YOUR TASK>
Give back the full material, exactly as it reads.

══ RECORDS TO PROCESS ══

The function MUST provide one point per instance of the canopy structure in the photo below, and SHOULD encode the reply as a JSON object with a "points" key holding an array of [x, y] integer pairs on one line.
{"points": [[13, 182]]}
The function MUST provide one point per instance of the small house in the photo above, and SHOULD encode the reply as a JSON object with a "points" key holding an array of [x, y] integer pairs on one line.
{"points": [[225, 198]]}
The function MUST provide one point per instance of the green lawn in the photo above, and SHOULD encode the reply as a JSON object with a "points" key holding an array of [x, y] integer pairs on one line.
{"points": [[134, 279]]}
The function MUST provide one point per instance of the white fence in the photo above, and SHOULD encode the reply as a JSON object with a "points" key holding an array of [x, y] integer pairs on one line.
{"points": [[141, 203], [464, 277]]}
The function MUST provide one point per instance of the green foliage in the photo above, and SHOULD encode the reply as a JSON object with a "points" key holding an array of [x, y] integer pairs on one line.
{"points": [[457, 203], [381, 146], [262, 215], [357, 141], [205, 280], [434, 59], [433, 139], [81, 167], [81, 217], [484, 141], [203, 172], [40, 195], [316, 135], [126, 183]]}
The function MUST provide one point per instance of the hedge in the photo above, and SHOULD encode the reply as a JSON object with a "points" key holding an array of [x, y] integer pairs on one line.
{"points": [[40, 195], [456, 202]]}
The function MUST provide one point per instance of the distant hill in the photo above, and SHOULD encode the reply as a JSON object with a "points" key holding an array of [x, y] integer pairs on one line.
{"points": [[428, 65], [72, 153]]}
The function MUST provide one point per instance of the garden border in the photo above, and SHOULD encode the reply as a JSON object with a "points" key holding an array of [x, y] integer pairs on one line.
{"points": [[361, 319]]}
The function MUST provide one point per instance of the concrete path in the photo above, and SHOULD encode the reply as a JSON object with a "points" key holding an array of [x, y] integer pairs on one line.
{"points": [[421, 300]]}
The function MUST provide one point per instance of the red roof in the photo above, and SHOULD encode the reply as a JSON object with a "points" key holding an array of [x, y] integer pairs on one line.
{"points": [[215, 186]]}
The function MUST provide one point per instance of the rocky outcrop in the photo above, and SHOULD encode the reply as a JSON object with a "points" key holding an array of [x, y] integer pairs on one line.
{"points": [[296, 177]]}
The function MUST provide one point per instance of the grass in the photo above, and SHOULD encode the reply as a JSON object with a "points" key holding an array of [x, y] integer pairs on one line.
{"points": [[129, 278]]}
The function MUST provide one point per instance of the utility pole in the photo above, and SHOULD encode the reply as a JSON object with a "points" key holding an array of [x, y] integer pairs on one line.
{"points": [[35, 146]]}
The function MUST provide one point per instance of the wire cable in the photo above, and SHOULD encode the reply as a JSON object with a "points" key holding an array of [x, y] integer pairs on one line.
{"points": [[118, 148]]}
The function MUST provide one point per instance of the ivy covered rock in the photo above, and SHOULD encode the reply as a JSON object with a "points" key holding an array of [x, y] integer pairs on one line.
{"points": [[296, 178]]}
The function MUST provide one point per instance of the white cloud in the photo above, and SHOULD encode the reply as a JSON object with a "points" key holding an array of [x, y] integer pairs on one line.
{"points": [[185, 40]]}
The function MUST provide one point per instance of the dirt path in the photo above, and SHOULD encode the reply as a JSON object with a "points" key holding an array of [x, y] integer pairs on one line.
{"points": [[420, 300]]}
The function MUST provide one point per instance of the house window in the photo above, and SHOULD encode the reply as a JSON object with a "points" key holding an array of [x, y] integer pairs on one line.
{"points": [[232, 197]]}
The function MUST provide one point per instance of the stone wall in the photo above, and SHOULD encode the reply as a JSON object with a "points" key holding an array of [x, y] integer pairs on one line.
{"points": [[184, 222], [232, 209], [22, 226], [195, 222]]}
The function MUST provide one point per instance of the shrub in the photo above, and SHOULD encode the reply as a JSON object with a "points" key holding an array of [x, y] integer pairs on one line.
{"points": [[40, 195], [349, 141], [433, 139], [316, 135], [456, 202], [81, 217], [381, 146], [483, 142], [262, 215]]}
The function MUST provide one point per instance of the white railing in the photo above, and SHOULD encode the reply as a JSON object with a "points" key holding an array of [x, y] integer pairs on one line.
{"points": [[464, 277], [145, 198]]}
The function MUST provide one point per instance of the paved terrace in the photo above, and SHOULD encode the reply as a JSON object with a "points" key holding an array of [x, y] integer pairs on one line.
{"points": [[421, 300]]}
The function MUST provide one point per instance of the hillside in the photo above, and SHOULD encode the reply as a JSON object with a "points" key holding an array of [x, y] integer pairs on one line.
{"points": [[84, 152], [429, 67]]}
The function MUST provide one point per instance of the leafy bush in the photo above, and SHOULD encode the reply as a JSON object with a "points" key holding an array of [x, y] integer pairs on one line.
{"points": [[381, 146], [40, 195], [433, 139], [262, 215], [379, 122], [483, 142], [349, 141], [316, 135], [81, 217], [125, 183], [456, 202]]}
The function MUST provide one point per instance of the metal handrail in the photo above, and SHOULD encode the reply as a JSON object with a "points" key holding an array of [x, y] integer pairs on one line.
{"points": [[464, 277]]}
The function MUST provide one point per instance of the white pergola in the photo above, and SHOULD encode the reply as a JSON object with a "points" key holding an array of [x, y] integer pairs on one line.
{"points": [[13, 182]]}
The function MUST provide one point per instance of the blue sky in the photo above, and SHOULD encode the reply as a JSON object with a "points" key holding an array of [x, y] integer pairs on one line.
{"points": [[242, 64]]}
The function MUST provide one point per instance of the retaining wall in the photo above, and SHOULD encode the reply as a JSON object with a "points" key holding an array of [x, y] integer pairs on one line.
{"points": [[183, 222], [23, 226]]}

═══

RESPONSE TO THIS EXERCISE>
The function MUST provide one point per instance of the canopy structure in the photo below, and SHOULD encode the reply as a JSON object with a "points" key holding an array of [x, y] integer pairs on one line.
{"points": [[13, 182]]}
The function MUST provide one point per instance of the small house in the photo above, and SHOULD encode the reply as a JSON object with a "points" key holding an array of [x, y] integer pairs on one line.
{"points": [[225, 198]]}
The function MUST provide one point per instance of the green lawn in the photo above, and SHOULD encode the reply as a JSON object with a "points" key holding an array of [x, y] integer pairs on one line.
{"points": [[134, 279]]}
The function MUST provide one point per instance of the white fence in the photo above, and SHOULD encode the reply as a JSON object with a "points" key holding an array of [x, y] integer pairs on one line.
{"points": [[141, 203], [464, 277]]}
The function MUST provide one point per instance of the green foliage in the photo above, and SHOULD encode the reply as a JSON object with a "points" key holding an array of [x, y] integer pairs on one line.
{"points": [[457, 203], [381, 146], [262, 215], [357, 141], [205, 280], [434, 59], [433, 139], [81, 167], [81, 217], [484, 141], [203, 172], [40, 195], [316, 135], [126, 183]]}
The function MUST provide one point per instance of the hedge in the photo above, and SHOULD encode the reply as a JSON object with a "points" key holding an array of [x, y] integer pairs on one line.
{"points": [[40, 195], [456, 202]]}
The function MUST provide one point per instance of the distant hill in the photo above, and SHOULD encode the reply as a JSON object with a "points" key holding an array of [x, y] integer pairs on one line.
{"points": [[428, 65], [72, 153]]}
The function MUST provide one point per instance of the garden border in the photo above, and SHOULD encode the reply as a JSON object with a "points" key holding an array of [x, y] integer pairs on one line.
{"points": [[361, 319]]}
The function MUST provide one point per instance of the concrete path in the photo above, and SHOULD encode the reply as a JSON object with a "points" key holding an array of [x, y] integer pairs on one line.
{"points": [[421, 300]]}
The function MUST provide one point per instance of the red roof in the photo above, and SHOULD encode the reply as a JSON object with a "points" key holding an array of [x, y] integer pairs on one line.
{"points": [[215, 186]]}
The function MUST provide one point per instance of the rocky outcrop in the photo above, and SHOULD encode the reply as a JSON object with a "points" key holding an array of [x, y] integer pairs on one line.
{"points": [[296, 177]]}
The function MUST provide one point per instance of the grass in the photo above, and SHOULD encode the reply as a JSON object with a "points" key holding an array of [x, y] integer pairs on one line.
{"points": [[129, 278]]}
The function MUST provide one point per instance of the utility pole in the photo above, and SHOULD encode the reply as a JSON object with a "points" key holding an array of [x, y] integer pairs on one line.
{"points": [[35, 146]]}
The function MUST provide one point per instance of the wire cable in the photo above, and SHOULD encode the reply as a JSON object with a "points" key holding an array of [x, y] integer pairs on one line.
{"points": [[118, 148]]}
The function MUST provide one point per instance of the ivy covered rock in the photo above, and SHOULD encode the reply as a JSON object with a "points" key holding an array of [x, y] integer pairs on one line.
{"points": [[296, 178]]}
The function MUST provide one point per instance of the white cloud in the photo above, and SHOULD encode the reply as a JSON object with a "points" key holding an array of [x, y] integer pairs on one line.
{"points": [[185, 40]]}
The function MUST provide one point per instance of the dirt path in the photo above, and SHOULD encode the reply as a JSON object with a "points" key holding an array of [x, y] integer pairs on one line.
{"points": [[420, 300]]}
The function MUST provide one point per instance of the house window in the photo above, and SHOULD encode the reply as a JSON object with a "points" key holding an array of [x, y] integer pairs on one line.
{"points": [[232, 197]]}
The function MUST provide one point per instance of the stone wall in the photo above, and SHOULD encode the reply as a JSON object with a "points" key holding an array of [x, y] integer pairs on one line.
{"points": [[184, 222], [232, 209], [22, 226], [195, 222]]}
The function MUST provide one point per instance of the shrub in the photo above, and SHOULD encode the reply as a JSON object with a "points" key holding an array of [x, y] integer pairs on one line.
{"points": [[40, 195], [349, 141], [433, 139], [316, 135], [456, 202], [81, 217], [381, 146], [483, 142], [262, 215]]}
The function MUST provide one point per instance of the white railing in the photo above, and SHOULD encode the reply as a JSON object with a "points" key holding an array of [x, y] integer pairs on one line.
{"points": [[464, 277], [145, 198]]}
The function MUST provide one point per instance of the paved terrace in the photo above, and SHOULD encode the reply as a JSON object with a "points" key holding an array of [x, y] integer pairs on one line.
{"points": [[421, 300]]}
The function MUST provide one point per instance of the hillside in the photo above, and SHOULD encode the reply as a JSON object with a "points" key holding an array of [x, y] integer pairs on one line.
{"points": [[84, 152], [429, 67]]}
The function MUST provide one point per instance of the leafy bush in the photo above, and SHOULD encode the reply as a JSON object with a "points" key holding an array of [x, y] integer pairs on one line.
{"points": [[381, 146], [40, 195], [433, 139], [262, 215], [379, 122], [483, 142], [349, 141], [316, 135], [81, 217], [125, 183], [456, 202]]}
The function MUST provide one point per instance of the metal handrail in the photo above, and SHOULD encode the reply as a JSON object with a "points" key holding an array of [x, y] integer pairs on one line.
{"points": [[464, 277]]}
The function MUST provide one point per instance of the white pergola in the photo above, and SHOULD encode the reply as a JSON object with a "points" key holding an array of [x, y] integer pairs on one line.
{"points": [[13, 182]]}
The function MUST provide one point per instance of the blue sky in the photo above, and SHOULD encode the reply as a JSON object with a "points" key holding an array of [x, y] integer pairs on one line.
{"points": [[242, 64]]}
The function MUST provide one point per instance of the retaining wall in the photo above, and SHOULD encode the reply as a JSON object with a "points" key holding an array of [x, y] integer pairs on one line.
{"points": [[183, 222], [23, 226]]}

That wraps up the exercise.